===== EXTRACTED DATA
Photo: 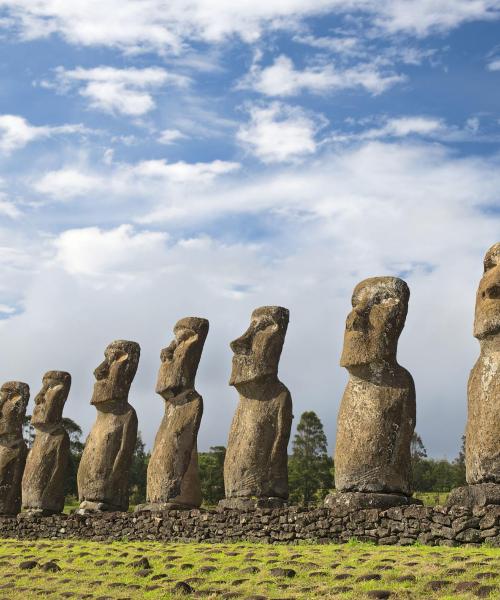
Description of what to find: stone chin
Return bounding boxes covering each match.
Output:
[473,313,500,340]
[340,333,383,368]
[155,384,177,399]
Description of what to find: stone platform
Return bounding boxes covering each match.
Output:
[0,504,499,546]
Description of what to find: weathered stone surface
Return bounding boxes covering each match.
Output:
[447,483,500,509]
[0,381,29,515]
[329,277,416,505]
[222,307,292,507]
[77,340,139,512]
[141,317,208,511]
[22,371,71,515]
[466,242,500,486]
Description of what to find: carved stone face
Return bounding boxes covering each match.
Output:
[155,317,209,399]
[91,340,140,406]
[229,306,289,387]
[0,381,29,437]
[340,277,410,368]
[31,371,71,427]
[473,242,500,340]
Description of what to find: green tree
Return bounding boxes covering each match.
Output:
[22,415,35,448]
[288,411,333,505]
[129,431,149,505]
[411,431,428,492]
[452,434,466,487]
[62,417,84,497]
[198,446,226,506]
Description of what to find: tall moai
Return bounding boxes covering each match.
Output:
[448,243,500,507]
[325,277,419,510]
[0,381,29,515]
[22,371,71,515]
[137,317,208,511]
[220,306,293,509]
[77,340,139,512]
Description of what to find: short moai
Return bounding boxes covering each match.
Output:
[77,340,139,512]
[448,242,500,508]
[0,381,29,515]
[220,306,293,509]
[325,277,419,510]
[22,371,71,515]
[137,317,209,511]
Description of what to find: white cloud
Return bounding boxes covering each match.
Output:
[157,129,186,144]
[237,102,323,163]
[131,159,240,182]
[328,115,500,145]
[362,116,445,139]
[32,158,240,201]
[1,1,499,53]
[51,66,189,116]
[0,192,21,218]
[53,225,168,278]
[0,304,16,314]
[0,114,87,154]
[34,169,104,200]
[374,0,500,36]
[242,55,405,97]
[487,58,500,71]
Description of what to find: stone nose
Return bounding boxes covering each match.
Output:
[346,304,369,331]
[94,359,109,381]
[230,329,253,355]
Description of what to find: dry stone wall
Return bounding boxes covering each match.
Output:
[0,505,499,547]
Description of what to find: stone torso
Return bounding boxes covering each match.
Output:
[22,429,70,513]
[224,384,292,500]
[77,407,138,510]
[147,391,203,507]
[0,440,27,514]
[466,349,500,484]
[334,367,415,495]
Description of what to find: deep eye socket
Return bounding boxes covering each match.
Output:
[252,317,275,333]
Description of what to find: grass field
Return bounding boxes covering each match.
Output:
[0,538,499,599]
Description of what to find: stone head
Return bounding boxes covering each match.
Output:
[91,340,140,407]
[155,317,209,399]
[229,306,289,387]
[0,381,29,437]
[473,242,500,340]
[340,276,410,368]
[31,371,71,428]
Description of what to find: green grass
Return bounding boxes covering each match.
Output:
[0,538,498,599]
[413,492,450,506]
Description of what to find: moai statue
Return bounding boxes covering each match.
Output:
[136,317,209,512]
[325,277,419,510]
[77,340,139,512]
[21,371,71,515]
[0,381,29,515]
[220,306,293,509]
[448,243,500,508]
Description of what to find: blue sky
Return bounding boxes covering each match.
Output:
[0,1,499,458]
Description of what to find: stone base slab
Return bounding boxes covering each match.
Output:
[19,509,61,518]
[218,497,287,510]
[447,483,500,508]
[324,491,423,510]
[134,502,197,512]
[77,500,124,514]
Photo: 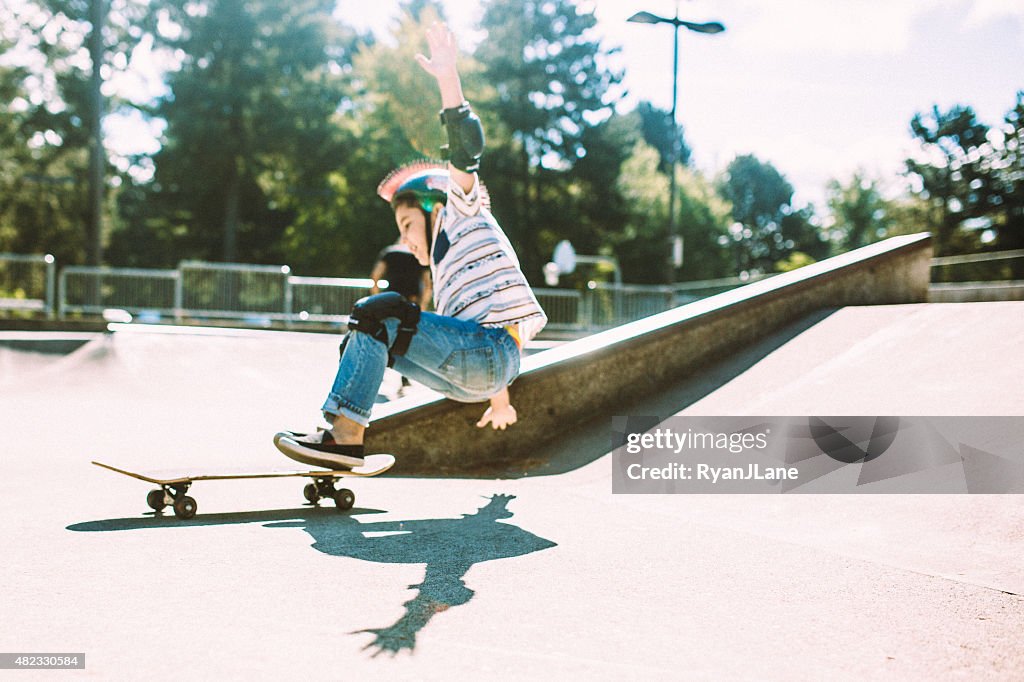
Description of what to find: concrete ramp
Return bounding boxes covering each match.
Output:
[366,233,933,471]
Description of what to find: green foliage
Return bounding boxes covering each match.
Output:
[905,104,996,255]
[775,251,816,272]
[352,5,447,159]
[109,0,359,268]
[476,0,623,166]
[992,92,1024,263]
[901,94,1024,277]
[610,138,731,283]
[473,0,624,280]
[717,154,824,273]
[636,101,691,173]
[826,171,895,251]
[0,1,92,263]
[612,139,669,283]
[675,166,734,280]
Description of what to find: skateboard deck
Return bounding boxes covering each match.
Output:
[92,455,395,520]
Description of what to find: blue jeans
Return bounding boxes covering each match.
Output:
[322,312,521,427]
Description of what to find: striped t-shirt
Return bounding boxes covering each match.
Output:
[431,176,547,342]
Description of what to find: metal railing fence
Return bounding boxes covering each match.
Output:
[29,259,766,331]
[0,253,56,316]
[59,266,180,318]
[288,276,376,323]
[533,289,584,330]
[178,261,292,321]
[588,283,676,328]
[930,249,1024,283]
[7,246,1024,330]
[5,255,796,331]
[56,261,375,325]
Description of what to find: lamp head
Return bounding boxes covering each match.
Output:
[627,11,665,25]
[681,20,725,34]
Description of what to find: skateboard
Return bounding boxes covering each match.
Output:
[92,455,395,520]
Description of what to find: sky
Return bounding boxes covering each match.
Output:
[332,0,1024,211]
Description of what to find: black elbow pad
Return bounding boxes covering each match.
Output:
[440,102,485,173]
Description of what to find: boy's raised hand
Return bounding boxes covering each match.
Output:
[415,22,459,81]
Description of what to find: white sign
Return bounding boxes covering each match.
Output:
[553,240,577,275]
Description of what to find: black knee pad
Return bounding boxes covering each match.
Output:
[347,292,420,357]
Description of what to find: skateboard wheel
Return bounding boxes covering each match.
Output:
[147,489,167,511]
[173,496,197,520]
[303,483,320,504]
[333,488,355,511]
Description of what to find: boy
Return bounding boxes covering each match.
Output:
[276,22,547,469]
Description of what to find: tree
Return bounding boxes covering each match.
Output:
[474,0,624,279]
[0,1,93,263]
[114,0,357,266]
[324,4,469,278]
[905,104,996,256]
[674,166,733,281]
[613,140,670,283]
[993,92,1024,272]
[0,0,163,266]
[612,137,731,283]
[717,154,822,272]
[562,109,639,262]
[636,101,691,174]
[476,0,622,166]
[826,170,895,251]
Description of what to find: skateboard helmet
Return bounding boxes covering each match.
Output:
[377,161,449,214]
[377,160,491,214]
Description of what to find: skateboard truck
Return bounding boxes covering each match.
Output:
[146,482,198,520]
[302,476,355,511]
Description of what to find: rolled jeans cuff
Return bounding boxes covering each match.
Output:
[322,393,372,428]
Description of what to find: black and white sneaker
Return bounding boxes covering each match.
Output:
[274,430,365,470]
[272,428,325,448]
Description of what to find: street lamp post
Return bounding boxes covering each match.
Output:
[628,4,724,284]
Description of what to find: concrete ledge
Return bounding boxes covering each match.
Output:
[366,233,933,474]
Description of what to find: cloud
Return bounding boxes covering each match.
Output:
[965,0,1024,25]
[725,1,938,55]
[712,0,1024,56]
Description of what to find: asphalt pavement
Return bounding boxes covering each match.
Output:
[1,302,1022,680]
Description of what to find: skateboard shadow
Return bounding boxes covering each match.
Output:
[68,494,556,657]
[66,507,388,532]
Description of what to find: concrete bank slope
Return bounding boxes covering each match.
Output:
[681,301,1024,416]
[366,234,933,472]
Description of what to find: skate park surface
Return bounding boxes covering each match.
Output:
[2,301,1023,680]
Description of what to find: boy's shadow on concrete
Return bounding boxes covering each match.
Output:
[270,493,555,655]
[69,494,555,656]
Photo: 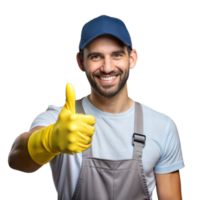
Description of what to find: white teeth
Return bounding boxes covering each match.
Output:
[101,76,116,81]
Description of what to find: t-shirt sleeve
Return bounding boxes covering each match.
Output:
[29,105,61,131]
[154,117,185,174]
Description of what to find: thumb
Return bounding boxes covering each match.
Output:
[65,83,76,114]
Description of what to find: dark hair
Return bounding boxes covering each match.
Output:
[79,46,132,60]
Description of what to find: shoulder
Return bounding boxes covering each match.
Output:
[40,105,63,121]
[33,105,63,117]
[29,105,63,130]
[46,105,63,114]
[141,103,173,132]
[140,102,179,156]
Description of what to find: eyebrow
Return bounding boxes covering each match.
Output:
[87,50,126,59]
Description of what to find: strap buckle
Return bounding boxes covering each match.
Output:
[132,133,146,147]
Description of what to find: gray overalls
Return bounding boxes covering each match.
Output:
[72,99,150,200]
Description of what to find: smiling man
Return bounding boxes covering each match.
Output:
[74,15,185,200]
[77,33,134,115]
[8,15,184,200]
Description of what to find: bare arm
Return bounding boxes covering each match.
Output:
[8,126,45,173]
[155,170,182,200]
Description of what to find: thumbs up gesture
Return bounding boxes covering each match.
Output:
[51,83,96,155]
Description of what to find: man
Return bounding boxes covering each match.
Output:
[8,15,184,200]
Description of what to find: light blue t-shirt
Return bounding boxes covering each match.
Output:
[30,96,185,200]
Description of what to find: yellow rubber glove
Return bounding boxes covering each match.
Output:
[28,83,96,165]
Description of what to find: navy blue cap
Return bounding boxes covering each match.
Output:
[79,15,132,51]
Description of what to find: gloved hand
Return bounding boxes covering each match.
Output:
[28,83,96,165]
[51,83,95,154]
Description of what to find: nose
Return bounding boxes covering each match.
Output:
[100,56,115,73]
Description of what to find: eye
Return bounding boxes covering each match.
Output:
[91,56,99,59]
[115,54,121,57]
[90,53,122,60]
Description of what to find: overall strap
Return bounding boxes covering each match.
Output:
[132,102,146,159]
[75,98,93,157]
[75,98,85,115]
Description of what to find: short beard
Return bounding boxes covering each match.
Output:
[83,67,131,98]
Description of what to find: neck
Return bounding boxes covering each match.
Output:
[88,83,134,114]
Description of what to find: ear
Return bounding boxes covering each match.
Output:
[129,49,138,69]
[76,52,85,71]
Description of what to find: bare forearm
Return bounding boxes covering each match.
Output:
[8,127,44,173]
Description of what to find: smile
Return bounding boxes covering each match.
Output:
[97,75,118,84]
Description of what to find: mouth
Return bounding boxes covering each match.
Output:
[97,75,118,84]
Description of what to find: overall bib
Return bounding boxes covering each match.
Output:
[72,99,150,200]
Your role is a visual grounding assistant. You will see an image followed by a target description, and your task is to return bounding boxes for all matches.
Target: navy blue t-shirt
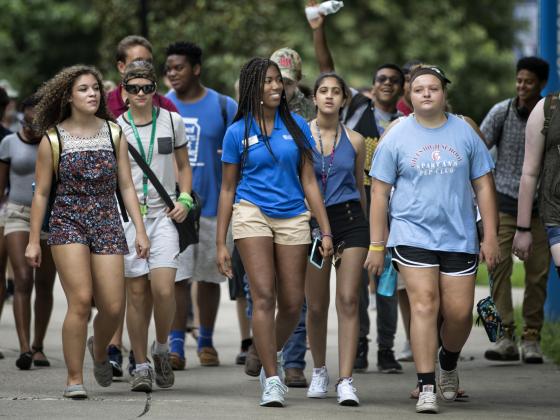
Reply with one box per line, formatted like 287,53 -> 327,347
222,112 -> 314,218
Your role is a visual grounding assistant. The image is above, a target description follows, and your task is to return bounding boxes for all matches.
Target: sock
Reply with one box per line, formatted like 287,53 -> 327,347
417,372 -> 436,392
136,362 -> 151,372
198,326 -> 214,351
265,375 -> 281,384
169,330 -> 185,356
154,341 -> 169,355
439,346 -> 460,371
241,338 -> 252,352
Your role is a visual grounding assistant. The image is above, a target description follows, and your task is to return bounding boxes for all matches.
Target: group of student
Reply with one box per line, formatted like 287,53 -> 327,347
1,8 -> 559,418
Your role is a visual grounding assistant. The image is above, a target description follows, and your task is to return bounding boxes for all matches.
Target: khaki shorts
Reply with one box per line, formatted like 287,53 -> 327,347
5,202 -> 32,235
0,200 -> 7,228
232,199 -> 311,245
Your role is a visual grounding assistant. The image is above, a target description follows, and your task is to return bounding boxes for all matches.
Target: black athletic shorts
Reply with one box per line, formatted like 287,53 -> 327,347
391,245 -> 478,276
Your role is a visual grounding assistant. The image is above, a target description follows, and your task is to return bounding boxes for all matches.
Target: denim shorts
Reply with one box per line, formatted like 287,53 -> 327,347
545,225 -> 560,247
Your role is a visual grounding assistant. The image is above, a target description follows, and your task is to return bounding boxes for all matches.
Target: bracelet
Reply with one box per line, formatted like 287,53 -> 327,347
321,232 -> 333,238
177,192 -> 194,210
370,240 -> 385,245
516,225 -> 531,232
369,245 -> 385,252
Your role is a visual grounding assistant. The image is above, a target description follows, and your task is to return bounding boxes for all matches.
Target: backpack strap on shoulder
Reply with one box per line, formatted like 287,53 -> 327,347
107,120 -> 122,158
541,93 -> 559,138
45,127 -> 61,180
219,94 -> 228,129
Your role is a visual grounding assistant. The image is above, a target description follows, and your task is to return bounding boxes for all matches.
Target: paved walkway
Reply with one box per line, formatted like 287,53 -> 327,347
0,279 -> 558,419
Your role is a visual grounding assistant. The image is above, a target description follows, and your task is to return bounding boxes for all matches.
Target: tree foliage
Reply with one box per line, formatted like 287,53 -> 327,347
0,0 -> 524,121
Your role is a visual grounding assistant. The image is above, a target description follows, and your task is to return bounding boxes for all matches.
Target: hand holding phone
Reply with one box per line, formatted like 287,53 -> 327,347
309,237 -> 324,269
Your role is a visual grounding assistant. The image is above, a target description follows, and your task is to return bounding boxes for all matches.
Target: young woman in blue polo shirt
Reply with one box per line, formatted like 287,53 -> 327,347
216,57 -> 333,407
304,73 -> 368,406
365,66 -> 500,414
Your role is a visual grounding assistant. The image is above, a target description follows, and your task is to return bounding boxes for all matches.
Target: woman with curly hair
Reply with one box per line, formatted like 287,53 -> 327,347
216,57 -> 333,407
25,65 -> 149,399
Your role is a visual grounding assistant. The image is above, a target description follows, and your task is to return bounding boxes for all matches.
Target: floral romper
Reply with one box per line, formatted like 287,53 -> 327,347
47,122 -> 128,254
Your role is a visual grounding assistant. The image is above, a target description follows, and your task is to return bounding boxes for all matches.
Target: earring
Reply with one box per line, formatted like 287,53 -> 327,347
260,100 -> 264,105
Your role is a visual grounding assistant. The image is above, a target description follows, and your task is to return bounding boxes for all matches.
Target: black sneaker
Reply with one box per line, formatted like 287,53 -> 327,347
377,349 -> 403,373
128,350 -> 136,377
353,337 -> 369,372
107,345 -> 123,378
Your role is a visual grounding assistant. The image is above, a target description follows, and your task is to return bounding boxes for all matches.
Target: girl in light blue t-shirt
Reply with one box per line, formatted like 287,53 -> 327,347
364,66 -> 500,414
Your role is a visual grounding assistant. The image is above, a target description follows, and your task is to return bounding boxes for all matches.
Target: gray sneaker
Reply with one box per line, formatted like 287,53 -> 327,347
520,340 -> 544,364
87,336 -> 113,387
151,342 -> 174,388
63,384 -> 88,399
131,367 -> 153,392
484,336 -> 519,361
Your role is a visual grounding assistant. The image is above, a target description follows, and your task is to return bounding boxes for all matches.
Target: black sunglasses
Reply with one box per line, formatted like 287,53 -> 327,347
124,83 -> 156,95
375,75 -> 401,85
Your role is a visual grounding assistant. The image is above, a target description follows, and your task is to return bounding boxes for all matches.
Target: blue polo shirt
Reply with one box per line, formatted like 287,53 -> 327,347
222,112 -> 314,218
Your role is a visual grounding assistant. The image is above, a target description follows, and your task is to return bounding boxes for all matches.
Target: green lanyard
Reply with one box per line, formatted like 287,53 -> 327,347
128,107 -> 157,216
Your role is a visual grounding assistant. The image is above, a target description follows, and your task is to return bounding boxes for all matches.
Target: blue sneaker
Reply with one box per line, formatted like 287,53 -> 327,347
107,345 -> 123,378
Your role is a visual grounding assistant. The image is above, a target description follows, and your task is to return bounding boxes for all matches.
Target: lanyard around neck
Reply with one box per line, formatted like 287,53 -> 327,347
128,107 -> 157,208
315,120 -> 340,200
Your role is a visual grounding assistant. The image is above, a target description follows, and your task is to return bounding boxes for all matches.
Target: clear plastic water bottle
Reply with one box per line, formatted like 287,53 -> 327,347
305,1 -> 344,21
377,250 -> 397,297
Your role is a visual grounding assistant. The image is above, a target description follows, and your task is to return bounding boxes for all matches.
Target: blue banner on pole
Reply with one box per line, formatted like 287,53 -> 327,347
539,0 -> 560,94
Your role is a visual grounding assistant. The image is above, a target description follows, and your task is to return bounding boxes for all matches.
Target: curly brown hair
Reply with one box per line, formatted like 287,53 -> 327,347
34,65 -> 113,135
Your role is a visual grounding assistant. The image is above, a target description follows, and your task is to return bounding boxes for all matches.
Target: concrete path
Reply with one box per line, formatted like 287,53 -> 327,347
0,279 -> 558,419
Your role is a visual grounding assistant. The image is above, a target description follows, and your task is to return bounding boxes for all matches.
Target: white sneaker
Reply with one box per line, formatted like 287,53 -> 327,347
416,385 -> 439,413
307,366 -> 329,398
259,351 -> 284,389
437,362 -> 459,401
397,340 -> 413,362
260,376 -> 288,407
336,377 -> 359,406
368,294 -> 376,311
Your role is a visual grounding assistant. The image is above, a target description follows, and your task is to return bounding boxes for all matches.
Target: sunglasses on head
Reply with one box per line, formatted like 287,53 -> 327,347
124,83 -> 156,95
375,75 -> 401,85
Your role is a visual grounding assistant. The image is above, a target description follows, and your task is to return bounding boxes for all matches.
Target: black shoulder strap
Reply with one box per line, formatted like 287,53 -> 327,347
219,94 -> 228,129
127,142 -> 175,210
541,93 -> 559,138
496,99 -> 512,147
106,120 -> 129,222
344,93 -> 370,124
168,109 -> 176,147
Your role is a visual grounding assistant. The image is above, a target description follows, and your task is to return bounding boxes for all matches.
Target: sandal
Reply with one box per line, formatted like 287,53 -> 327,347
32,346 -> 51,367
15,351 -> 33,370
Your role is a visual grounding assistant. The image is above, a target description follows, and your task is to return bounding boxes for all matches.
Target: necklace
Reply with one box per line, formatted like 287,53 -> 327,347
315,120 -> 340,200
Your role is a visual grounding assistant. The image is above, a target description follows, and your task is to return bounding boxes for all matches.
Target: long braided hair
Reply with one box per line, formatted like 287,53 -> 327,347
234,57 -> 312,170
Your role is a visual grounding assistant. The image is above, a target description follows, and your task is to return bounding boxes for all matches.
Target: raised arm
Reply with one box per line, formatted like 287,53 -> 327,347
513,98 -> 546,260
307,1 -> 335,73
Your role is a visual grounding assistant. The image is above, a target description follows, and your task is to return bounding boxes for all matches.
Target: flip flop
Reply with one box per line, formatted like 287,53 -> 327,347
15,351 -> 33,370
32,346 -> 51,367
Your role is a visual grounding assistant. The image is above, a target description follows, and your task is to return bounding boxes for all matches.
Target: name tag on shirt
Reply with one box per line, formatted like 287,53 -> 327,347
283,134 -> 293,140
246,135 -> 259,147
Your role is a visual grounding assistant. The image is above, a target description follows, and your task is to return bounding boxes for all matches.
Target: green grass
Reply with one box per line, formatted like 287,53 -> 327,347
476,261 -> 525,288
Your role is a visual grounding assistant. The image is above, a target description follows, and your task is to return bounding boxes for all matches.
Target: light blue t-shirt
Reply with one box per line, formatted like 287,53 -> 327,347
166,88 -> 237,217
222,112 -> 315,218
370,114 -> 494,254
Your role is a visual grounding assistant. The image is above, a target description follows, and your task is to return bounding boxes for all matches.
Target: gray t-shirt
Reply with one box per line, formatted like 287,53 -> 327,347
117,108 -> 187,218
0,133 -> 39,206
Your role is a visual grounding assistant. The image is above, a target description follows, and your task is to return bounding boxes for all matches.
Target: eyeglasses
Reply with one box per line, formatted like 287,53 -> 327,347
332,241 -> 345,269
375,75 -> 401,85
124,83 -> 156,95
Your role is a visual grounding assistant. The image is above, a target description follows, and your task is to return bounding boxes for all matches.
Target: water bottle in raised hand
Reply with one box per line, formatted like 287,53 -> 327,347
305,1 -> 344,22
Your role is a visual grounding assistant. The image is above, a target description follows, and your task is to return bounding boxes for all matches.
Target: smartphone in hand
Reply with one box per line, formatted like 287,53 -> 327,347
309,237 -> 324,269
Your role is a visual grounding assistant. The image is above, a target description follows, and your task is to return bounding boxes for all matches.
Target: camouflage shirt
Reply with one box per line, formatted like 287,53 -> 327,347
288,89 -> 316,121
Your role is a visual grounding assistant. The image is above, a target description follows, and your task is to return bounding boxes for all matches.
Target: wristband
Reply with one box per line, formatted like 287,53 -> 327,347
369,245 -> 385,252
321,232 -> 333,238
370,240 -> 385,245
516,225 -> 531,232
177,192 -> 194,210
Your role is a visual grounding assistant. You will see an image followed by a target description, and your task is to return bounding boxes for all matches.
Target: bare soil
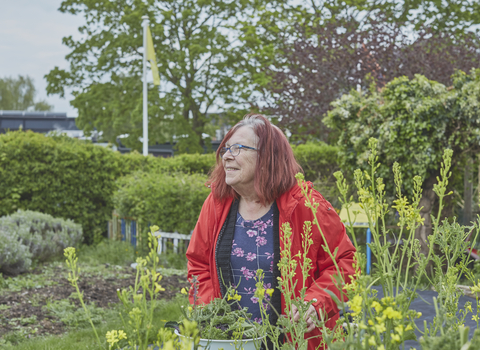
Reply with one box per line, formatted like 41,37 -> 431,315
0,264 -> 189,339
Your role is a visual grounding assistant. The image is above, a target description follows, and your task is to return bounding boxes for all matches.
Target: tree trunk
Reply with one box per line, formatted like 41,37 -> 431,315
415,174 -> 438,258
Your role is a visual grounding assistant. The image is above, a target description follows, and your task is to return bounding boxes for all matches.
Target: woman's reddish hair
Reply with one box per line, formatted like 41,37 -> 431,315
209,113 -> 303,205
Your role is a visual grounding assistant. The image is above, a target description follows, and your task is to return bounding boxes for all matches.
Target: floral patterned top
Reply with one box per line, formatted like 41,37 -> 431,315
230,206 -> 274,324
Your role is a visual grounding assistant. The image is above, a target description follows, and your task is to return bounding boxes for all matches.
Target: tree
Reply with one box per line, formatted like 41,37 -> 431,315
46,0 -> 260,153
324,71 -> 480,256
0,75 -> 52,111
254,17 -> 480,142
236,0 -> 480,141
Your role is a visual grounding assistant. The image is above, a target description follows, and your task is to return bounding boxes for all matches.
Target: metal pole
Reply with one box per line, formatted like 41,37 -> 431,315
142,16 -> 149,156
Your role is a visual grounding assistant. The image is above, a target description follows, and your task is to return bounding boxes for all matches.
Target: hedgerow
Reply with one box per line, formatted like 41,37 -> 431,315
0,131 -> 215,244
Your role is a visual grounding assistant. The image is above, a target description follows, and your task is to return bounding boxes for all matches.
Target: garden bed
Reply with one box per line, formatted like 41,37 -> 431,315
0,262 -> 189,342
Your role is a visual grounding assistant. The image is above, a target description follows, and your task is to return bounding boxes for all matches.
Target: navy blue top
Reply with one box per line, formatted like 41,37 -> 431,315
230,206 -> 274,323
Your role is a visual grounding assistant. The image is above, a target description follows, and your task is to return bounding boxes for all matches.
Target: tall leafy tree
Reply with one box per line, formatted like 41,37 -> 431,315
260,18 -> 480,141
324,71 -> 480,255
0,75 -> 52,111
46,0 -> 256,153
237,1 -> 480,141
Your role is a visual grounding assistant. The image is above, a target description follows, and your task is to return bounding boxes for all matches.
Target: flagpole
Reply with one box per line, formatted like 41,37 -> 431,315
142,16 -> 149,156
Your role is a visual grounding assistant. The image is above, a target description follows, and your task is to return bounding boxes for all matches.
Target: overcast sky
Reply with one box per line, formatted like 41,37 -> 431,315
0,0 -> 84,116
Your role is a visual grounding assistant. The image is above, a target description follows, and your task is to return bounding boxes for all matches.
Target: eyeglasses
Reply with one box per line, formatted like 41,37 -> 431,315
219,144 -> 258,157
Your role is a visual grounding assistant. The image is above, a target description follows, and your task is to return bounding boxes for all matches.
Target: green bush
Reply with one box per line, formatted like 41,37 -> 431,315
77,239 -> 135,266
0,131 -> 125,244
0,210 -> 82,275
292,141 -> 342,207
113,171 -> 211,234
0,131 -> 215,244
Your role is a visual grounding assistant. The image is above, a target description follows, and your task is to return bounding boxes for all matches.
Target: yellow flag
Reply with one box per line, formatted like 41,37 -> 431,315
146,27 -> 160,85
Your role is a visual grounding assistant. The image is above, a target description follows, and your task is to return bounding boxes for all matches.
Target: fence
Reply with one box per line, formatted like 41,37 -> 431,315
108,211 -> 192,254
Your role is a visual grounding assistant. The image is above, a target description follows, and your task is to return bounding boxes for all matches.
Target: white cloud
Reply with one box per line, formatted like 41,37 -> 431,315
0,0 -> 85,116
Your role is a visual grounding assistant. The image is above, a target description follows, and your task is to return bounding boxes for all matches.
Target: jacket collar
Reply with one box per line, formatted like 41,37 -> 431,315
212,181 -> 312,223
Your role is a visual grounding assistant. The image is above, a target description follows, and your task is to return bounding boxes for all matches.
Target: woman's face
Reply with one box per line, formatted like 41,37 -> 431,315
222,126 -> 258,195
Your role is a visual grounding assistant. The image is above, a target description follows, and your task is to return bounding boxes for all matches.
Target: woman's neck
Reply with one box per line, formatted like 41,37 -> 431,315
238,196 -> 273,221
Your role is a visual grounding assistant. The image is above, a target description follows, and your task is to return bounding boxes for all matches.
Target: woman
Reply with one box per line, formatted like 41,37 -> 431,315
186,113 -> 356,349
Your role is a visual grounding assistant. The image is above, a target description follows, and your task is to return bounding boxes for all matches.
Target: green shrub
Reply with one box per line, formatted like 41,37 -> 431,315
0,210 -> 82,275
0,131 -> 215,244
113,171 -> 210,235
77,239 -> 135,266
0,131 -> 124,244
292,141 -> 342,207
==========
◆ WORK REQUIRED
Please return every line from the material above where the string "water" occurs.

◆ RESULT OF THE TASK
Target: clear plastic water bottle
Target: water bottle in raised hand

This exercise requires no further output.